▶ Instruction:
Could you write out every one of the records below word for word, keeping each line unchanged?

Location annotation dataset excerpts:
•••

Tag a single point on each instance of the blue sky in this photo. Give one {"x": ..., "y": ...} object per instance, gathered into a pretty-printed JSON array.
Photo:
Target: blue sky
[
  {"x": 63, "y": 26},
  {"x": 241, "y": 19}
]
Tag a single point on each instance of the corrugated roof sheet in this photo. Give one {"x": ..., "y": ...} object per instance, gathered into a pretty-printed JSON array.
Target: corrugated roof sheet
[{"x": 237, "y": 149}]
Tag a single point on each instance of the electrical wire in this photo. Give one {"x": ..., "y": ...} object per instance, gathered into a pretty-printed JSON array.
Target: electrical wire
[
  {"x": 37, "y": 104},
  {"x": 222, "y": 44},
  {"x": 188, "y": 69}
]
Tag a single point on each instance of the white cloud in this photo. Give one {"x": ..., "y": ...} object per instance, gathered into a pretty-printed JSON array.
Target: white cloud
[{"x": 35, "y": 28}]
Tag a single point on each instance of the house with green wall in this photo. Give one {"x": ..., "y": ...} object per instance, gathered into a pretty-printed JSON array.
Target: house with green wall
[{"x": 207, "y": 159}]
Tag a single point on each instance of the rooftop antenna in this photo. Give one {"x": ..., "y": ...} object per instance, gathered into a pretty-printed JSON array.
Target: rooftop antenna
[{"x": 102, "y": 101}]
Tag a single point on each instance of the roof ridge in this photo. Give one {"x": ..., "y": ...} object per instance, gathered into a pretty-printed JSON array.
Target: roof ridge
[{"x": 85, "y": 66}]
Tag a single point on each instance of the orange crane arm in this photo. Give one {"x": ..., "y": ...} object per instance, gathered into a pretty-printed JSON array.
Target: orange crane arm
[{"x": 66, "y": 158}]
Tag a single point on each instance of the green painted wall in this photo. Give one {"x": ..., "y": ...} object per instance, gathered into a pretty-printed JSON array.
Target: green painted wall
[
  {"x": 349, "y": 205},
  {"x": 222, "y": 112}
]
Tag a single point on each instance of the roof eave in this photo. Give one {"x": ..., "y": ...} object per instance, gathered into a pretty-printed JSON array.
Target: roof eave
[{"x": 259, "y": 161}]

•••

▶ Output of the task:
Tag a single point on each instance of the blue sky in this photo. Give one {"x": ..., "y": ...} object per instance, gathered into a pretty-printed JSON array.
Photo:
Target: blue sky
[
  {"x": 63, "y": 26},
  {"x": 241, "y": 19}
]
Tag a single point on each instance of the corrugated roof sheet in this photo. Give one {"x": ..., "y": ...} object per instance, gathered into a pretty-printed JSON array.
Target: corrugated roof sheet
[{"x": 237, "y": 149}]
Tag a single point on each instance of the electrical wire in this photo. Give one {"x": ..., "y": ...} object per instance, gathered into a pretty-printed JSON array.
Target: electrical wire
[
  {"x": 37, "y": 104},
  {"x": 222, "y": 44},
  {"x": 188, "y": 69}
]
Tag a single point on each instance of the white cloud in this photo. Give one {"x": ..., "y": ...} object per instance, gathered into a pretty-printed JSON array.
Target: white cloud
[{"x": 35, "y": 28}]
Tag a single point on each instance of the house with green wall in this photo. Give one {"x": ..., "y": ...} object per instance, gathered into a pretty-printed JSON array.
Target: house with green wall
[{"x": 207, "y": 159}]
Tag a single point on each instance of the rooftop antenna in this photo. Give one {"x": ..., "y": ...} object per instance, gathered into a pretty-printed JSON array.
Target: rooftop antenna
[{"x": 102, "y": 101}]
Tag a single point on each instance of the roof ridge in this photo. Give one {"x": ..., "y": ...} object per instance, gathered into a pretty-printed JSON array.
Target: roof ridge
[{"x": 85, "y": 66}]
Tag a single point on each instance of the orange crane arm in this photo. Give one {"x": ..., "y": ...} object per instance, gathered into a pretty-printed JSON array.
Target: orange crane arm
[{"x": 66, "y": 158}]
Tag a single point on each instance of the green painted wall in this photo. Give one {"x": ..., "y": ...} object per instance, gathered into a pretty-printed JSON array.
Target: green painted wall
[
  {"x": 349, "y": 205},
  {"x": 222, "y": 112}
]
Tag a single point on each instance of the roof eave in this photo. Give one {"x": ..., "y": ...} object per instance, gathered into a pretty-printed JSON array.
Target: roof eave
[{"x": 259, "y": 161}]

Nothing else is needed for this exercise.